- **Description of the task**: Show every line in the records below that contains the word "black".

- - -

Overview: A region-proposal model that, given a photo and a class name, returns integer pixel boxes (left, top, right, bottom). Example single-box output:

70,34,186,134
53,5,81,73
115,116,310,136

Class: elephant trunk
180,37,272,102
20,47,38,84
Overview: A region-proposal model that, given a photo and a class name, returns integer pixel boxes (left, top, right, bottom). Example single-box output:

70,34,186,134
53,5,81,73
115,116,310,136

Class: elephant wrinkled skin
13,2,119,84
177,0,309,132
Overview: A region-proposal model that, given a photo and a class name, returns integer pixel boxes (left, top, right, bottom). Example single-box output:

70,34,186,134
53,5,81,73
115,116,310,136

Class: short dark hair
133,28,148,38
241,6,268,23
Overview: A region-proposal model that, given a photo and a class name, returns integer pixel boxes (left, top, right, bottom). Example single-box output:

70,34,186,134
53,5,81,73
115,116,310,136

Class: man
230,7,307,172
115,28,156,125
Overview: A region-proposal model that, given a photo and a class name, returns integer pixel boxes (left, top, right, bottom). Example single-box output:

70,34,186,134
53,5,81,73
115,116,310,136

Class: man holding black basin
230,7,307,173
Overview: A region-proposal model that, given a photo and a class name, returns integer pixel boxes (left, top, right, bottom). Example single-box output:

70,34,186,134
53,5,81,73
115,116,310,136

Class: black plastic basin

- - -

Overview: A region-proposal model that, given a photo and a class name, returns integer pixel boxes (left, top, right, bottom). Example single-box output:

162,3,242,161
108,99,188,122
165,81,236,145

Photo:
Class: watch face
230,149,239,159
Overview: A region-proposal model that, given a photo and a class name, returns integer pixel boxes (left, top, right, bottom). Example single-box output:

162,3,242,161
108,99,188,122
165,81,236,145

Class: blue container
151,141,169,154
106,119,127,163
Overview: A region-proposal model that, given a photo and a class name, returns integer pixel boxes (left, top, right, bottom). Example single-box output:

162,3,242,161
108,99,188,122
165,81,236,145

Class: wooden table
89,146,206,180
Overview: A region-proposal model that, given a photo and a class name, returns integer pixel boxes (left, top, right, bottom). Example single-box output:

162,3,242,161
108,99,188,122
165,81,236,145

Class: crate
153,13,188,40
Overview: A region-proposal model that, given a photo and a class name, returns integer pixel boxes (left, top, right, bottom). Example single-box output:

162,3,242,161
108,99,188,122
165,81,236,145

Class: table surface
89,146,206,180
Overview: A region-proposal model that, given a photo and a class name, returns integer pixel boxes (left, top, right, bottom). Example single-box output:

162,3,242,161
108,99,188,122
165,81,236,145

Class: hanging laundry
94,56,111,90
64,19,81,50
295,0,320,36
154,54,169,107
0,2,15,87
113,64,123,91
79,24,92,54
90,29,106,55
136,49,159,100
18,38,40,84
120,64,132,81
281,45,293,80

- - -

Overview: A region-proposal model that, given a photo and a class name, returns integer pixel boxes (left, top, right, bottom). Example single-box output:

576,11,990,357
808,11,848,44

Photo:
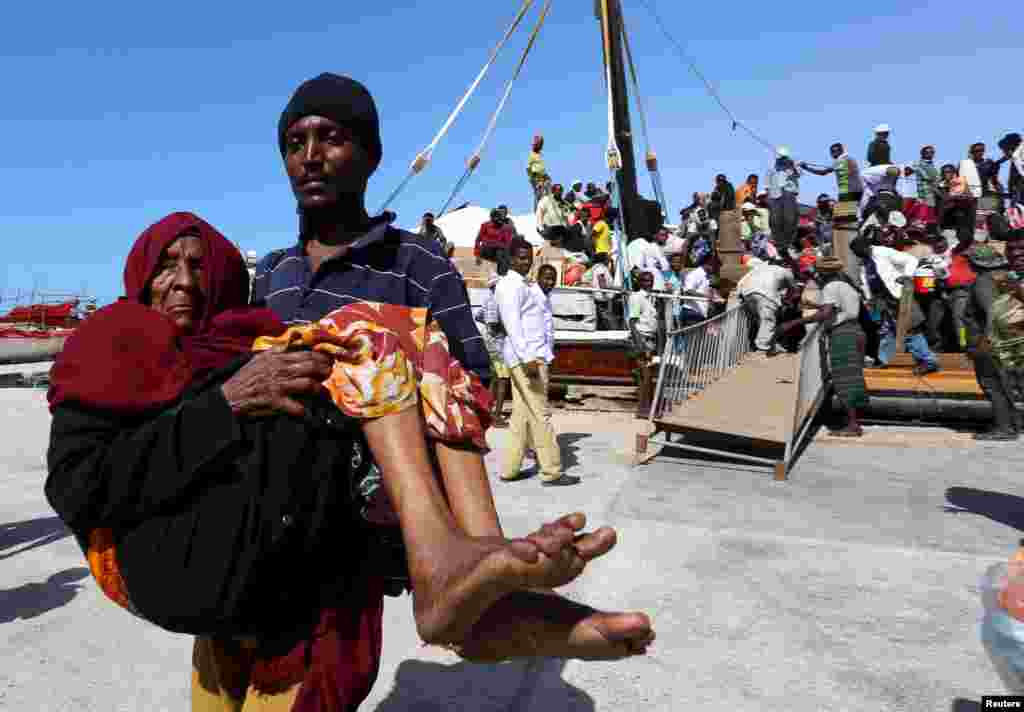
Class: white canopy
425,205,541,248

- - -

- **Task result**:
Class: man holding black basin
Class: black plastic basin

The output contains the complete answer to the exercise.